### EXERCISE GOAL
Based on the entries below, how many lines contain the word "strap"? Respond with only the number.

### DATA PROVIDED
####

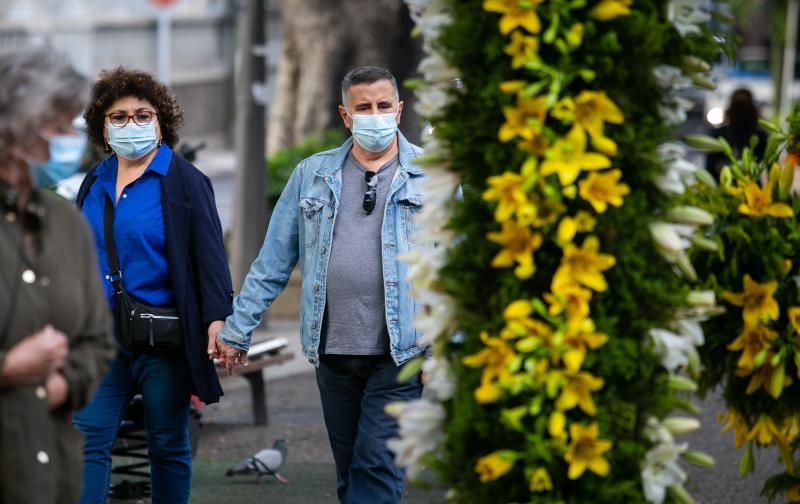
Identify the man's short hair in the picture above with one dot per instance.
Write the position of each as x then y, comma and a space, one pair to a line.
367, 75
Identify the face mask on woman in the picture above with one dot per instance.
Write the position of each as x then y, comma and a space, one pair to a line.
132, 141
66, 152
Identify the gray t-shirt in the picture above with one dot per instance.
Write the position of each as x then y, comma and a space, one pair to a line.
355, 314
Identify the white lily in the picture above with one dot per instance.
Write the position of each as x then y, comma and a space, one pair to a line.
660, 470
686, 15
438, 377
421, 428
672, 241
671, 77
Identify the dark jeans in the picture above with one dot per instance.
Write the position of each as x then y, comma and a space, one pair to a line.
354, 391
165, 385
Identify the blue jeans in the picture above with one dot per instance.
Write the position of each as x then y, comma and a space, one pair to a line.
165, 385
354, 390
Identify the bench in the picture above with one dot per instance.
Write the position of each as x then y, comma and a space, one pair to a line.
260, 355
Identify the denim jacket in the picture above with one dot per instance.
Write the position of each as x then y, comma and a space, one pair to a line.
301, 228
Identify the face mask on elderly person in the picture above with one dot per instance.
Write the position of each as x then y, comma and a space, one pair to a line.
132, 141
66, 152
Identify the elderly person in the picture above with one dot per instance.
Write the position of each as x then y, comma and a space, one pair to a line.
160, 249
55, 328
346, 215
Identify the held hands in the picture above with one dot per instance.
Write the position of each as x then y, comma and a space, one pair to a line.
226, 355
35, 358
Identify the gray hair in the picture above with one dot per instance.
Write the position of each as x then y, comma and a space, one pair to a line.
367, 75
36, 86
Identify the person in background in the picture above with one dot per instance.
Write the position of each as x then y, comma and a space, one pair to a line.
346, 215
739, 127
55, 326
170, 255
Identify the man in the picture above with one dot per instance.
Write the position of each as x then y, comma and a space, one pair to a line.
346, 214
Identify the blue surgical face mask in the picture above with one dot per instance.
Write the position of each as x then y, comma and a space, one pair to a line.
66, 152
132, 141
374, 132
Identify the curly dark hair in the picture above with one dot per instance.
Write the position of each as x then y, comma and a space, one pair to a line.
122, 82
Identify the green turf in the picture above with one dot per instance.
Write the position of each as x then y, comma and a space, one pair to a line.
308, 483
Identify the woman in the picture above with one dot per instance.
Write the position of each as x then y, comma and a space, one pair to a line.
169, 249
741, 125
55, 328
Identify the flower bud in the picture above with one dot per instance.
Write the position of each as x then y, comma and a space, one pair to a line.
690, 215
699, 459
681, 425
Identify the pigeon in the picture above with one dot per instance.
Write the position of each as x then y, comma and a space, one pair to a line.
265, 462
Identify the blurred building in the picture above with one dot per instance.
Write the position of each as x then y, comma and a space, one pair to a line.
100, 34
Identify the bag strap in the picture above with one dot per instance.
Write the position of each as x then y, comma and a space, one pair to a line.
111, 247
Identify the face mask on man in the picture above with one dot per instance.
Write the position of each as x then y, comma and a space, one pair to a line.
374, 132
66, 152
132, 141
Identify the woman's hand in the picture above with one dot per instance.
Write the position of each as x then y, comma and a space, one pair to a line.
35, 358
227, 356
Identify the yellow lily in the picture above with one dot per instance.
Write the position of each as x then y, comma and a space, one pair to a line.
794, 318
506, 190
590, 110
758, 202
514, 15
607, 10
757, 301
578, 392
519, 323
772, 378
522, 49
603, 189
540, 481
519, 245
494, 358
580, 335
525, 120
585, 265
494, 465
586, 451
568, 157
752, 341
569, 296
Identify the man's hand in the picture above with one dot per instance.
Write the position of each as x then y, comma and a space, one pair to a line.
229, 356
57, 390
35, 358
213, 330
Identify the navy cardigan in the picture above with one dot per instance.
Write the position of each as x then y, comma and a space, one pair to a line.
197, 262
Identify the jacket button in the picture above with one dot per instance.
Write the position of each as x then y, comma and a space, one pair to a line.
28, 276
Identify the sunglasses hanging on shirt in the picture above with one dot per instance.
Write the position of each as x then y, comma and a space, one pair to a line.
370, 196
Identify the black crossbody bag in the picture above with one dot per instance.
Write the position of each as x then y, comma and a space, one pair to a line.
143, 328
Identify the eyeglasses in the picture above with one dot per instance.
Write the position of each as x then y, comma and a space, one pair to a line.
141, 117
370, 195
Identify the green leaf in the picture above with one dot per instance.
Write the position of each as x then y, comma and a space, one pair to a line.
410, 369
704, 143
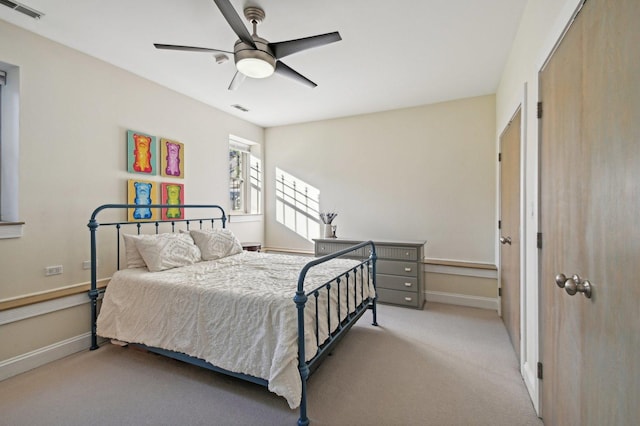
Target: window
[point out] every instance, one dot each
(297, 205)
(245, 177)
(10, 226)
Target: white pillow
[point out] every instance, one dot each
(216, 243)
(166, 251)
(132, 255)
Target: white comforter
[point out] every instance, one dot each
(236, 313)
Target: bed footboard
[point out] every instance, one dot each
(367, 271)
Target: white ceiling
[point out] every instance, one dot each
(393, 53)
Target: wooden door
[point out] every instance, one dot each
(590, 218)
(510, 230)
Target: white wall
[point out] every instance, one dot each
(417, 173)
(74, 113)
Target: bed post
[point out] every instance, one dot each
(93, 292)
(374, 305)
(301, 299)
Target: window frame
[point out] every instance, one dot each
(249, 182)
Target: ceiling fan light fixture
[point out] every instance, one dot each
(255, 67)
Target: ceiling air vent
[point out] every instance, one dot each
(22, 9)
(240, 107)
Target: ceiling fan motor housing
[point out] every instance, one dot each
(254, 63)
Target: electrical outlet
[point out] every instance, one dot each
(53, 270)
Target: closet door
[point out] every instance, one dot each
(590, 210)
(510, 230)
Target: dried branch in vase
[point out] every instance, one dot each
(328, 217)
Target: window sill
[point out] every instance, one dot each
(11, 229)
(238, 218)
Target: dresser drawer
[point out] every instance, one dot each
(397, 253)
(391, 267)
(397, 297)
(395, 282)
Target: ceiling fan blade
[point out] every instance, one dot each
(285, 48)
(188, 48)
(285, 70)
(235, 21)
(237, 80)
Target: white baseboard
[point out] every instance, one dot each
(38, 357)
(462, 300)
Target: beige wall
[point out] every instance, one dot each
(418, 173)
(74, 112)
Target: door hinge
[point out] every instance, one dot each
(540, 370)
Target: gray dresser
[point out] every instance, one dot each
(399, 274)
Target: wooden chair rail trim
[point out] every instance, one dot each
(45, 296)
(459, 264)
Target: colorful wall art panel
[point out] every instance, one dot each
(171, 158)
(173, 194)
(142, 193)
(141, 153)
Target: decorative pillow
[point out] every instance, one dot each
(216, 243)
(132, 255)
(166, 251)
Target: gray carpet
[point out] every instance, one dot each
(444, 365)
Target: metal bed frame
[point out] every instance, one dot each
(366, 268)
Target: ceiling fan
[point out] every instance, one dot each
(254, 56)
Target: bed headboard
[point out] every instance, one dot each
(218, 215)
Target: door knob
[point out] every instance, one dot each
(574, 284)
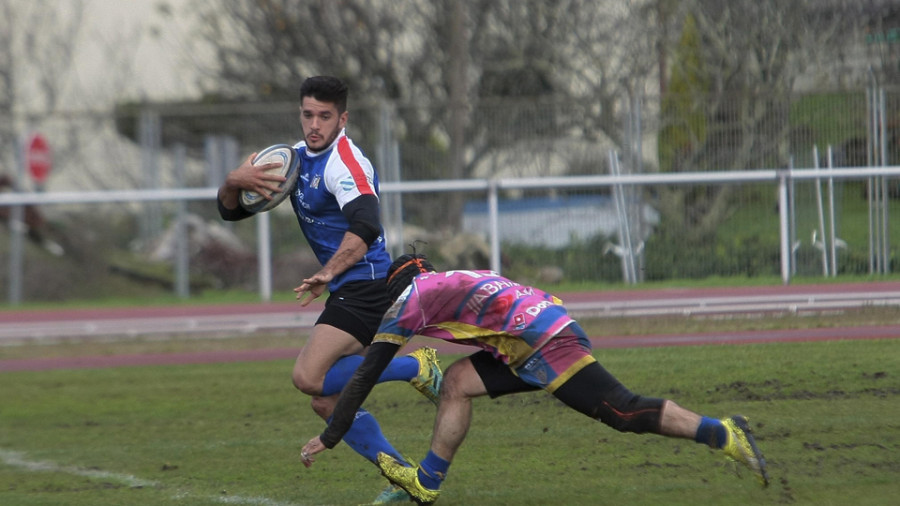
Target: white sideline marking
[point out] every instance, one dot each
(17, 459)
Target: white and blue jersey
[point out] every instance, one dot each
(329, 179)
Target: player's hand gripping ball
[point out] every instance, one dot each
(290, 169)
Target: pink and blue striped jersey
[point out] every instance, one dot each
(477, 308)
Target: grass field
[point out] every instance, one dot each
(826, 414)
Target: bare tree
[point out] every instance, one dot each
(729, 88)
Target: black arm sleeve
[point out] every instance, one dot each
(362, 213)
(364, 379)
(236, 214)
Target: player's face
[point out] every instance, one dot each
(321, 123)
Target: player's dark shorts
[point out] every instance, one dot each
(357, 308)
(547, 369)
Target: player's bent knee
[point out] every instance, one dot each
(322, 406)
(305, 384)
(596, 393)
(457, 382)
(631, 413)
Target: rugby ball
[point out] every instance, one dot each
(290, 168)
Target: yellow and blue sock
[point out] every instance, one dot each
(712, 433)
(432, 471)
(365, 437)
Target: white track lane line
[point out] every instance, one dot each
(19, 460)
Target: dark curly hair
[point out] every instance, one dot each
(403, 270)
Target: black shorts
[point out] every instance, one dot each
(497, 377)
(357, 308)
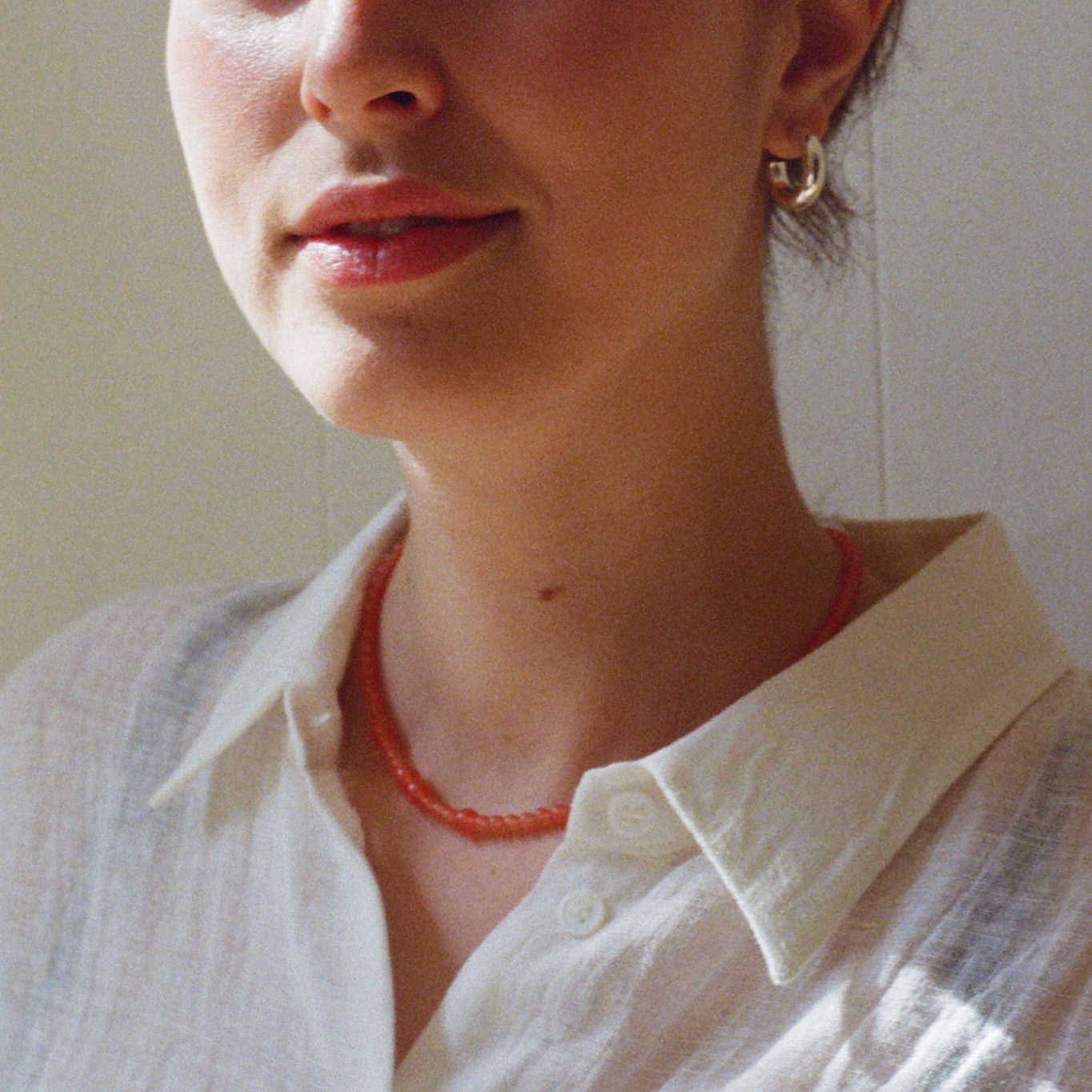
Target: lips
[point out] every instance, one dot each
(368, 236)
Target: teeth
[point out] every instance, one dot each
(387, 228)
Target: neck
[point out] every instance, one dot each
(599, 580)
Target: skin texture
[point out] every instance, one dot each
(608, 545)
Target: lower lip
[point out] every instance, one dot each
(351, 261)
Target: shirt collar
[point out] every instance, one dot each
(800, 793)
(300, 656)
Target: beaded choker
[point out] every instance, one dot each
(423, 795)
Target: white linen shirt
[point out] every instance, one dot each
(873, 872)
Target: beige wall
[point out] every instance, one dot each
(144, 438)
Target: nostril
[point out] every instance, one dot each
(403, 99)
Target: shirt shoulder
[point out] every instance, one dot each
(89, 725)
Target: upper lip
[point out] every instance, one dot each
(390, 199)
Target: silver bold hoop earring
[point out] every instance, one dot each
(797, 183)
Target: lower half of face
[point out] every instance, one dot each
(618, 144)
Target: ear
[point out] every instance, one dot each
(831, 38)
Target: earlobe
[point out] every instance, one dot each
(833, 38)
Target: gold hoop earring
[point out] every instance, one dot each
(797, 183)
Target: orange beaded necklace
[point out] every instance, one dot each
(423, 795)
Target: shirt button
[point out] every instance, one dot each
(582, 912)
(632, 815)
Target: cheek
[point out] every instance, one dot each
(642, 122)
(231, 78)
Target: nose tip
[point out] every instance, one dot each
(392, 110)
(362, 74)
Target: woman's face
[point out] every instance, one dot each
(588, 171)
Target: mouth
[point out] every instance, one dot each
(372, 254)
(392, 231)
(387, 228)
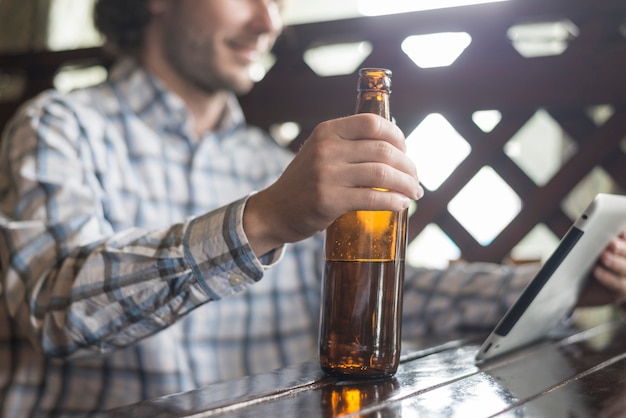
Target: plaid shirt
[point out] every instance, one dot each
(120, 225)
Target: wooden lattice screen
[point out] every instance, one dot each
(490, 74)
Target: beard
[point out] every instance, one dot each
(198, 61)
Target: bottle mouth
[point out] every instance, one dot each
(374, 79)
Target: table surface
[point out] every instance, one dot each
(577, 373)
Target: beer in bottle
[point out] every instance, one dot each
(364, 273)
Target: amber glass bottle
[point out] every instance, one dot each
(364, 272)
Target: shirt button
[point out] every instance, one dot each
(236, 280)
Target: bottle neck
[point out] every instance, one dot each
(373, 101)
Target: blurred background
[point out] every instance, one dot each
(511, 108)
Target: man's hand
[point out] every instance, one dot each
(608, 282)
(341, 167)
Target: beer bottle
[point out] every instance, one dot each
(361, 311)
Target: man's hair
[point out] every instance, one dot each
(122, 23)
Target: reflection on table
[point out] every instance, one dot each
(577, 373)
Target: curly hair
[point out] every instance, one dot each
(122, 23)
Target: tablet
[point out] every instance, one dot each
(553, 292)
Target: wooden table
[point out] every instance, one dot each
(578, 373)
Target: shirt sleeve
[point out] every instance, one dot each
(73, 285)
(466, 297)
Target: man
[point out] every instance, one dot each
(153, 242)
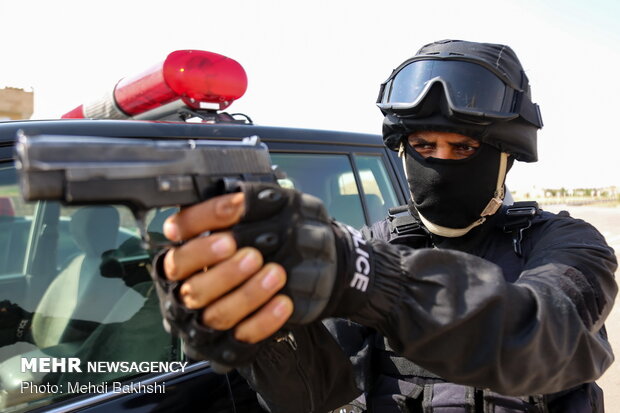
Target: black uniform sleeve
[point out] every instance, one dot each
(453, 314)
(315, 368)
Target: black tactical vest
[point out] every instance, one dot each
(399, 385)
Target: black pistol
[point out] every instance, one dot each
(140, 173)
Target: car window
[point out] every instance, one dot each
(332, 178)
(75, 285)
(15, 224)
(377, 185)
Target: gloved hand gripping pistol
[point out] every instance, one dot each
(287, 226)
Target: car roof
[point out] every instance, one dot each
(158, 129)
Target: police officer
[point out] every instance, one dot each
(454, 303)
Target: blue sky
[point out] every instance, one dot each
(318, 64)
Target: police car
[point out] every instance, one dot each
(80, 327)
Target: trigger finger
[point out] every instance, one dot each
(216, 213)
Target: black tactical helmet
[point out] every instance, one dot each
(476, 89)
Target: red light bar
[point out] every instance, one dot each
(199, 79)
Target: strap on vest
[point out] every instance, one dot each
(518, 218)
(406, 229)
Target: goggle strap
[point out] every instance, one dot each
(448, 232)
(496, 202)
(529, 111)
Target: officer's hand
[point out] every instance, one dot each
(234, 286)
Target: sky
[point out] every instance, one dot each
(318, 64)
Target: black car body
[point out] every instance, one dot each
(50, 269)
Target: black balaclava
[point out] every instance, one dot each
(453, 196)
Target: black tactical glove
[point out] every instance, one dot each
(15, 323)
(328, 268)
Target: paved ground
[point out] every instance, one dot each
(607, 221)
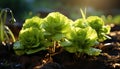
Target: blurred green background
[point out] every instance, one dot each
(23, 9)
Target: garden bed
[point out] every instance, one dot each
(108, 59)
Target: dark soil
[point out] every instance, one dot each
(108, 59)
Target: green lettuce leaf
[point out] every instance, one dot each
(56, 25)
(82, 40)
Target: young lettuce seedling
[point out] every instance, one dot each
(5, 33)
(31, 37)
(56, 27)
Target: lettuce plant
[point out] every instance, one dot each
(57, 30)
(5, 33)
(56, 27)
(31, 37)
(82, 41)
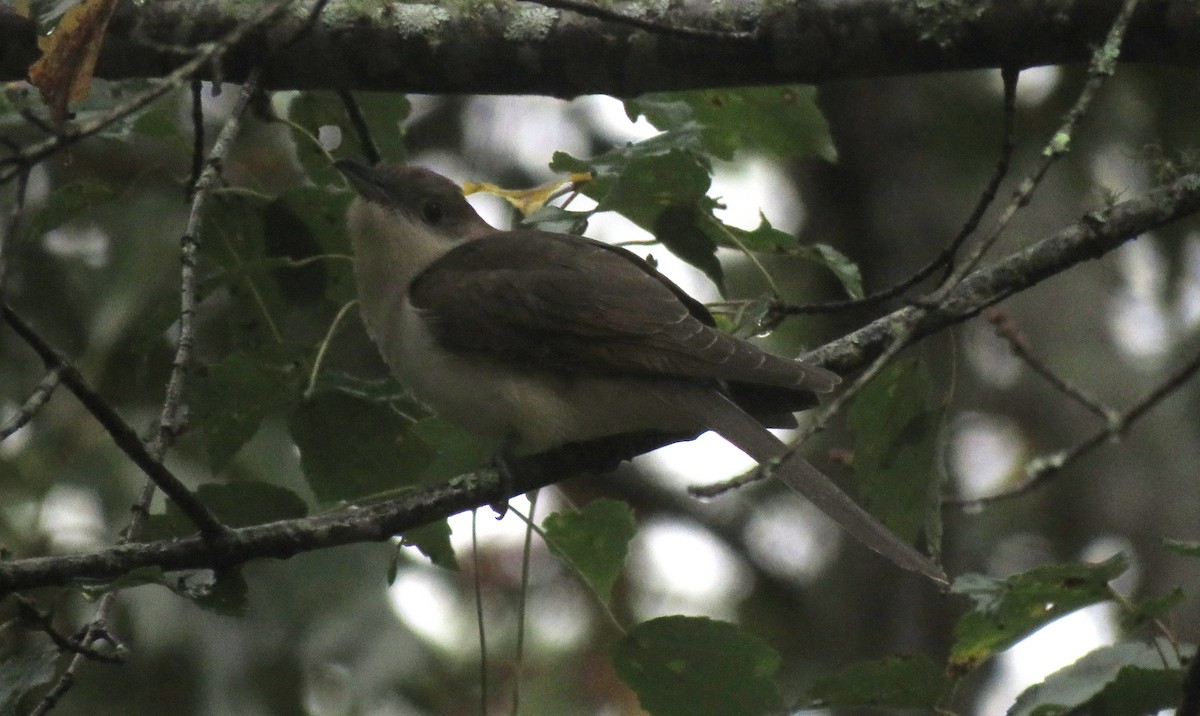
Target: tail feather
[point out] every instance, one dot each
(726, 419)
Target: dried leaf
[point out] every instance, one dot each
(69, 55)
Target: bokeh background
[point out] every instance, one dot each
(327, 635)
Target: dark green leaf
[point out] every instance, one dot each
(1141, 612)
(783, 121)
(30, 660)
(159, 122)
(1007, 611)
(691, 666)
(234, 396)
(66, 203)
(352, 447)
(1117, 680)
(661, 186)
(839, 264)
(385, 114)
(594, 540)
(235, 504)
(557, 220)
(433, 541)
(311, 112)
(455, 450)
(681, 229)
(1185, 547)
(226, 595)
(305, 223)
(892, 683)
(897, 422)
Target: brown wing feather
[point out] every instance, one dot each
(573, 304)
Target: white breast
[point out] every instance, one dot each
(538, 409)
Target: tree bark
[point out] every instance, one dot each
(528, 48)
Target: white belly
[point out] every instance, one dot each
(537, 409)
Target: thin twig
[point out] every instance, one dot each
(189, 251)
(900, 340)
(31, 614)
(324, 346)
(30, 155)
(946, 258)
(1080, 241)
(633, 20)
(1101, 67)
(12, 224)
(36, 399)
(120, 431)
(478, 582)
(168, 416)
(1191, 703)
(523, 603)
(1008, 330)
(366, 142)
(1041, 470)
(197, 134)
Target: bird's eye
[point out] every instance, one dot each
(432, 211)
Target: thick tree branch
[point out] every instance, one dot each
(521, 48)
(1090, 238)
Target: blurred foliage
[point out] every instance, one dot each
(291, 413)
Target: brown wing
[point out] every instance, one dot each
(573, 304)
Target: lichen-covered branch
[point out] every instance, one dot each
(511, 47)
(1090, 238)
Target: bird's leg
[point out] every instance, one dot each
(501, 461)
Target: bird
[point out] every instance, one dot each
(539, 340)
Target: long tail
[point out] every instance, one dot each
(733, 423)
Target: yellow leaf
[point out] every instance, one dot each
(69, 55)
(526, 200)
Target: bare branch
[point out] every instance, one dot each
(34, 403)
(120, 431)
(1041, 470)
(30, 155)
(1007, 329)
(1086, 239)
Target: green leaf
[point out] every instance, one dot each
(843, 266)
(783, 121)
(691, 666)
(456, 451)
(30, 660)
(226, 595)
(384, 114)
(233, 397)
(892, 683)
(1121, 679)
(235, 504)
(897, 422)
(661, 186)
(433, 541)
(1007, 611)
(311, 112)
(159, 122)
(594, 540)
(1141, 612)
(352, 447)
(1185, 547)
(66, 203)
(557, 220)
(681, 229)
(301, 224)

####

### EXPECTED OUTPUT
3